(What is required):
Retype the entries below exactly, dropping the images.

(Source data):
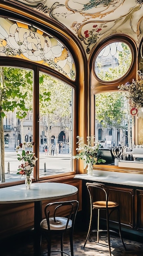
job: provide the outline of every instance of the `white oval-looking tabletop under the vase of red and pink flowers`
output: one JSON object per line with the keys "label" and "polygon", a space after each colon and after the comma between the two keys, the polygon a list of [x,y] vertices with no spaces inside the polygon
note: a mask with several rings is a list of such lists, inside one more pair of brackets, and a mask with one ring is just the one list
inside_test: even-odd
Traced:
{"label": "white oval-looking tabletop under the vase of red and pink flowers", "polygon": [[48,199],[64,198],[75,195],[78,189],[64,183],[32,183],[31,189],[25,184],[0,189],[0,204],[35,202]]}

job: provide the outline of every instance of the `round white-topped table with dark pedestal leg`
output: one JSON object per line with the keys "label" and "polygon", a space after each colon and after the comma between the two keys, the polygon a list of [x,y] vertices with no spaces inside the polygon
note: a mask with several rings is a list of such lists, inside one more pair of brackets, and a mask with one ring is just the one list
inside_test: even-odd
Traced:
{"label": "round white-topped table with dark pedestal leg", "polygon": [[31,189],[26,189],[25,184],[10,186],[0,189],[0,204],[34,202],[34,230],[35,256],[40,255],[40,221],[42,220],[42,200],[66,198],[70,195],[75,195],[78,189],[75,186],[56,183],[56,182],[41,182],[32,183]]}

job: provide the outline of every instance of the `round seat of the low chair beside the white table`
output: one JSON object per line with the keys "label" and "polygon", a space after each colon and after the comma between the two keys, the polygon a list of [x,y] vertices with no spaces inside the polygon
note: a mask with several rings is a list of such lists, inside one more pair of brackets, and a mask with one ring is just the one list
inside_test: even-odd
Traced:
{"label": "round seat of the low chair beside the white table", "polygon": [[[56,222],[54,222],[54,218],[49,218],[49,222],[50,222],[51,230],[56,230],[56,229],[63,230],[66,228],[67,218],[56,217]],[[42,229],[48,229],[46,218],[44,220],[42,220],[42,222],[40,223],[40,226]],[[71,226],[72,226],[72,221],[69,220],[67,228],[69,229]]]}

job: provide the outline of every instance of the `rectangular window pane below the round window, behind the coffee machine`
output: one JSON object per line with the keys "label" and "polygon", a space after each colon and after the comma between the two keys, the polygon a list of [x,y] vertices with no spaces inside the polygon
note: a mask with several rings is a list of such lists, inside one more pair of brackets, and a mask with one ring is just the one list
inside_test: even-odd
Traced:
{"label": "rectangular window pane below the round window, behind the coffee machine", "polygon": [[95,95],[95,135],[101,148],[132,148],[132,125],[134,117],[123,92]]}

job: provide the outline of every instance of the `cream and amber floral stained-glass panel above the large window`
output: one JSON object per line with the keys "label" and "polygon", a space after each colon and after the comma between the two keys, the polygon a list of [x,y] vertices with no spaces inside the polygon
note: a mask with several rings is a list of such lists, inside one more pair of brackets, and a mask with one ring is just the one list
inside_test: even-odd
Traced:
{"label": "cream and amber floral stained-glass panel above the large window", "polygon": [[68,49],[32,25],[0,18],[0,56],[34,61],[75,80],[75,63]]}

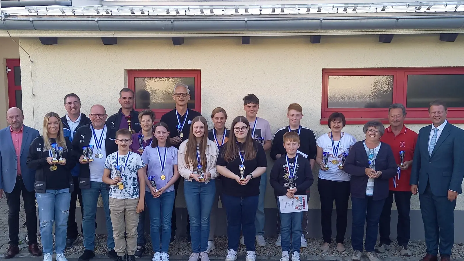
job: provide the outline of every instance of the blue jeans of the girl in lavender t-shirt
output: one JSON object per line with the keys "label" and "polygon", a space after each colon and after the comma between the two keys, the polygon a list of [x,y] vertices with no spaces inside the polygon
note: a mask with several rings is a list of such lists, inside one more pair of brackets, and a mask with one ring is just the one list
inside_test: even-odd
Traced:
{"label": "blue jeans of the girl in lavender t-shirt", "polygon": [[146,192],[145,204],[148,206],[148,215],[150,215],[150,238],[153,246],[153,252],[168,253],[169,241],[171,239],[171,217],[174,206],[174,190],[164,192],[159,197],[153,197],[151,194]]}

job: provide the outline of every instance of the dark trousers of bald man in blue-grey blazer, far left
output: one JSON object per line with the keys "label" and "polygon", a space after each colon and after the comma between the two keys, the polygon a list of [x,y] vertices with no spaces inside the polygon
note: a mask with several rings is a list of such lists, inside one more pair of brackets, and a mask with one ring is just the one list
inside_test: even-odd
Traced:
{"label": "dark trousers of bald man in blue-grey blazer, far left", "polygon": [[21,208],[21,192],[23,193],[24,212],[28,244],[37,244],[37,211],[35,209],[35,191],[27,191],[21,176],[16,177],[13,191],[6,194],[8,204],[8,236],[11,245],[19,244],[19,209]]}

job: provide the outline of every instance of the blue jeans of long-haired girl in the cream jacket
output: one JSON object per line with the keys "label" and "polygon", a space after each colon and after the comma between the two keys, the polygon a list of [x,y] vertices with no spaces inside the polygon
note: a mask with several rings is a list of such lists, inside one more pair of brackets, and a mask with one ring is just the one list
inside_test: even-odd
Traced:
{"label": "blue jeans of long-haired girl in the cream jacket", "polygon": [[185,181],[184,196],[190,216],[190,237],[192,238],[192,252],[201,253],[208,248],[209,215],[213,207],[216,193],[215,180],[208,183]]}

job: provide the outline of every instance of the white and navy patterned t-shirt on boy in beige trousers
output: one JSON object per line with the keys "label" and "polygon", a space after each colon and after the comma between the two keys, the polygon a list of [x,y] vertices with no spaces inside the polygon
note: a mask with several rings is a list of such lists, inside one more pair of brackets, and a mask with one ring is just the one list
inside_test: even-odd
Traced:
{"label": "white and navy patterned t-shirt on boy in beige trousers", "polygon": [[[126,161],[127,164],[124,168]],[[118,199],[138,198],[140,195],[140,184],[137,179],[137,170],[145,167],[142,157],[132,151],[129,151],[126,155],[118,155],[117,152],[108,155],[105,169],[110,170],[111,179],[116,177],[116,165],[118,164],[121,166],[121,179],[124,188],[119,189],[118,185],[110,185],[110,197]]]}

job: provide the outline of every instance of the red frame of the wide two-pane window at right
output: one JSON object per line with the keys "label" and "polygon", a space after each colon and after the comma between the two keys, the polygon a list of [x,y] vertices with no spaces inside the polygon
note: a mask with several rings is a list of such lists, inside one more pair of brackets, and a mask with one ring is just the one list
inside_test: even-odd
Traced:
{"label": "red frame of the wide two-pane window at right", "polygon": [[[364,124],[369,120],[380,120],[387,124],[388,108],[329,108],[329,76],[370,76],[393,75],[393,103],[406,106],[408,75],[464,74],[464,67],[433,68],[366,68],[366,69],[322,69],[322,112],[321,124],[327,124],[330,114],[342,112],[347,124]],[[428,108],[407,108],[407,124],[431,123]],[[450,123],[464,123],[464,107],[448,108],[447,119]]]}

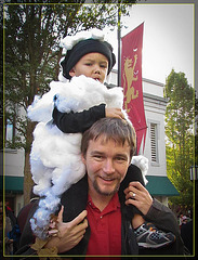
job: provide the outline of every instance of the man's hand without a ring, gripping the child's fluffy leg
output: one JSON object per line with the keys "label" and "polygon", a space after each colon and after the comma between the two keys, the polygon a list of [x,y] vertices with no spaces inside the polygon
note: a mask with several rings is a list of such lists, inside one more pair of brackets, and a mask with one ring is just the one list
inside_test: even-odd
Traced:
{"label": "man's hand without a ring, gripping the child's fluffy leg", "polygon": [[[57,247],[58,253],[65,252],[74,248],[82,239],[85,229],[88,227],[87,210],[83,210],[76,219],[70,222],[63,222],[63,210],[62,209],[57,217],[56,227],[51,230],[49,234],[53,236],[45,245],[47,248]],[[57,234],[57,236],[54,236]]]}

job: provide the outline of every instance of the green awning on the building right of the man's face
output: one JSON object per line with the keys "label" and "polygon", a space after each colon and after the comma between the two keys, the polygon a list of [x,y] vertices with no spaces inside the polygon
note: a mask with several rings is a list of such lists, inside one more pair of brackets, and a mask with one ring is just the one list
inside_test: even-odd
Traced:
{"label": "green awning on the building right of the man's face", "polygon": [[179,196],[180,193],[168,177],[146,176],[146,188],[153,196]]}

(Expected output):
job: provide the outline of every instance of the `white oval-looking tabletop under the vase of red and pink flowers`
output: one JSON object per line with the keys "label" and "polygon", a space after each colon and after the comma between the two keys, the polygon a list of [x,y] vertices with no spaces inside the polygon
note: a mask with several rings is a list of such lists, inside one more pair of brackets, and a mask with one ring is just the one list
inside_test: even-odd
Traced:
{"label": "white oval-looking tabletop under the vase of red and pink flowers", "polygon": [[48,199],[64,198],[75,195],[78,189],[64,183],[32,183],[31,189],[25,184],[0,189],[0,204],[35,202]]}

job: provide the outline of every instance of the `round white-topped table with dark pedestal leg`
output: one JSON object per line with the keys "label" and "polygon", a space after each colon and after the comma between the two keys, the polygon a list of [x,y] vertices with no spaces inside the polygon
note: a mask with several rings is a list of such lists, inside one more pair of brackets, and a mask with one ring is just the one list
inside_test: even-odd
Traced:
{"label": "round white-topped table with dark pedestal leg", "polygon": [[31,189],[26,189],[25,184],[10,186],[0,189],[0,204],[34,202],[34,230],[35,256],[40,255],[40,221],[42,220],[42,200],[66,198],[70,195],[75,195],[78,189],[75,186],[56,183],[56,182],[41,182],[32,183]]}

job: provide the outline of every instance of the `round seat of the low chair beside the white table`
output: one JSON object per line with the keys "label" and "polygon", a space after each colon and after the comma between the two keys, the polygon a list of [x,y] vertices with no spaces inside the polygon
note: a mask with several rings is a list of such lists, inside one more pair of brackets, and a mask with one ring is just the one list
inside_test: even-odd
Traced:
{"label": "round seat of the low chair beside the white table", "polygon": [[[56,222],[54,222],[54,218],[49,218],[49,222],[50,222],[51,230],[56,230],[56,229],[63,230],[66,228],[67,218],[56,217]],[[42,229],[48,229],[46,218],[44,220],[42,220],[42,222],[40,223],[40,226]],[[71,226],[72,226],[72,221],[69,220],[67,228],[69,229]]]}

job: provide the outline of every instance of the `rectangular window pane below the round window, behind the coffee machine`
output: one JSON object per line with the keys "label" and "polygon", a space after each colon and after the comma between the two keys, the polygon a list of [x,y] vertices with no spaces inside the polygon
note: a mask with several rings is a list of such lists, inside one more pair of brackets, and a mask with one ring is just the one list
inside_test: even-odd
Traced:
{"label": "rectangular window pane below the round window, behind the coffee machine", "polygon": [[95,95],[95,135],[101,148],[132,148],[132,125],[134,117],[123,92]]}

job: provide the outline of every instance of the `cream and amber floral stained-glass panel above the large window`
output: one JSON object per line with the keys "label" and "polygon", a space after each colon and after the comma between the two keys, the polygon a list of [x,y] vertices with no spaces inside the polygon
note: a mask with several rings is a list of such lists, inside one more pair of brackets, and a mask with one ring is just the one list
inside_test: even-odd
Traced:
{"label": "cream and amber floral stained-glass panel above the large window", "polygon": [[68,49],[32,25],[0,18],[0,56],[34,61],[75,80],[75,63]]}

job: provide the outline of every instance of the blue jeans of the girl in lavender t-shirt
output: one JSON object per line with the keys "label" and "polygon", a space after each colon and after the comma between the two keys, the polygon a list of [x,y] vertices with no spaces inside the polygon
note: a mask with several rings is a list of such lists, inside one more pair of brackets, and a mask with one ring is just the one list
inside_test: even-odd
Traced:
{"label": "blue jeans of the girl in lavender t-shirt", "polygon": [[146,192],[145,204],[148,206],[148,215],[150,215],[150,238],[153,246],[153,252],[168,253],[169,241],[171,239],[171,217],[174,206],[174,190],[164,192],[159,197],[153,197],[151,194]]}

job: provide the outline of every instance of the dark trousers of bald man in blue-grey blazer, far left
output: one JSON object per line with the keys "label" and "polygon", a space after each colon and after the comma between the two keys, the polygon a list of [x,y] vertices with no spaces inside the polygon
note: a mask with several rings is a list of such lists, inside one more pair of brackets, and a mask with one ring is just the one list
inside_test: even-odd
Traced:
{"label": "dark trousers of bald man in blue-grey blazer, far left", "polygon": [[21,208],[21,192],[23,193],[24,212],[28,244],[37,244],[37,211],[35,209],[35,191],[27,191],[21,176],[16,177],[13,191],[6,194],[8,204],[8,236],[11,245],[19,244],[19,209]]}

job: provide the outline of every instance of the blue jeans of long-haired girl in the cream jacket
output: one JSON object per line with the keys "label" and "polygon", a space after each colon and after the comma between the two keys, the polygon a list of [x,y] vertices with no spaces inside the polygon
note: a mask with several rings is a list of such lists, inside one more pair of brackets, and a mask with one ring is just the one list
inside_test: even-odd
Traced:
{"label": "blue jeans of long-haired girl in the cream jacket", "polygon": [[185,181],[184,196],[190,216],[190,237],[192,238],[192,252],[201,253],[208,248],[209,215],[213,207],[216,193],[215,180],[208,183]]}

job: provide the outline of every instance of the white and navy patterned t-shirt on boy in beige trousers
output: one JSON object per line with the keys "label" and "polygon", a space after each colon and after the comma between the two keys, the polygon a list of [x,y] vertices with no spaces inside the polygon
note: a mask with several rings is a list of such lists, inside one more pair of brackets, and a mask with one ring is just the one list
inside_test: even-odd
Traced:
{"label": "white and navy patterned t-shirt on boy in beige trousers", "polygon": [[[126,161],[127,164],[124,168]],[[118,199],[138,198],[140,195],[140,184],[137,179],[137,170],[145,167],[142,157],[132,151],[129,151],[126,155],[118,155],[117,152],[108,155],[105,169],[110,170],[111,179],[116,177],[116,165],[118,164],[121,166],[121,179],[124,188],[119,189],[118,185],[110,185],[110,197]]]}

job: provide the outline of every instance of the red frame of the wide two-pane window at right
output: one JSON object per line with the keys "label" and "polygon", a space after each colon and after the comma between the two keys, the polygon a list of [x,y] vertices with no spaces inside the polygon
note: a mask with several rings is a list of such lists, inside one more pair of brackets, and a mask with one ring is just the one list
inside_test: even-odd
Traced:
{"label": "red frame of the wide two-pane window at right", "polygon": [[[364,124],[369,120],[380,120],[387,124],[388,108],[329,108],[329,76],[370,76],[393,75],[393,103],[406,106],[408,75],[464,74],[464,67],[433,68],[366,68],[366,69],[322,69],[322,112],[321,124],[327,124],[330,114],[342,112],[347,124]],[[428,108],[407,108],[407,124],[431,123]],[[450,123],[464,123],[464,107],[448,108],[447,119]]]}

job: provide the outline of every instance of the man's hand without a ring, gripping the child's fluffy leg
output: one JSON object per line with the keys "label" and "polygon", a space after each colon and after the comma between the two keys, the polygon a list of [x,y] vertices with no spaces inside the polygon
note: a mask with several rings is a list of such lists, inside one more pair of brackets, and a mask with one ring is just the one list
inside_test: even-odd
Traced:
{"label": "man's hand without a ring, gripping the child's fluffy leg", "polygon": [[[57,247],[58,253],[65,252],[74,248],[82,239],[85,229],[88,227],[87,210],[83,210],[76,219],[70,222],[63,222],[63,210],[62,209],[57,217],[56,227],[51,230],[49,234],[53,236],[45,245],[47,248]],[[57,234],[57,236],[54,236]]]}

job: provide the outline of every instance of the green awning on the building right of the man's face
output: one JSON object per line with the keys "label" and "polygon", a space after each colon and after the comma between the two keys, the polygon a list of [x,y] vertices with no spaces inside the polygon
note: a mask with several rings is a list of such lists, inside one more pair of brackets, and a mask with one ring is just the one list
inside_test: even-odd
Traced:
{"label": "green awning on the building right of the man's face", "polygon": [[179,196],[180,193],[168,177],[146,176],[146,188],[153,196]]}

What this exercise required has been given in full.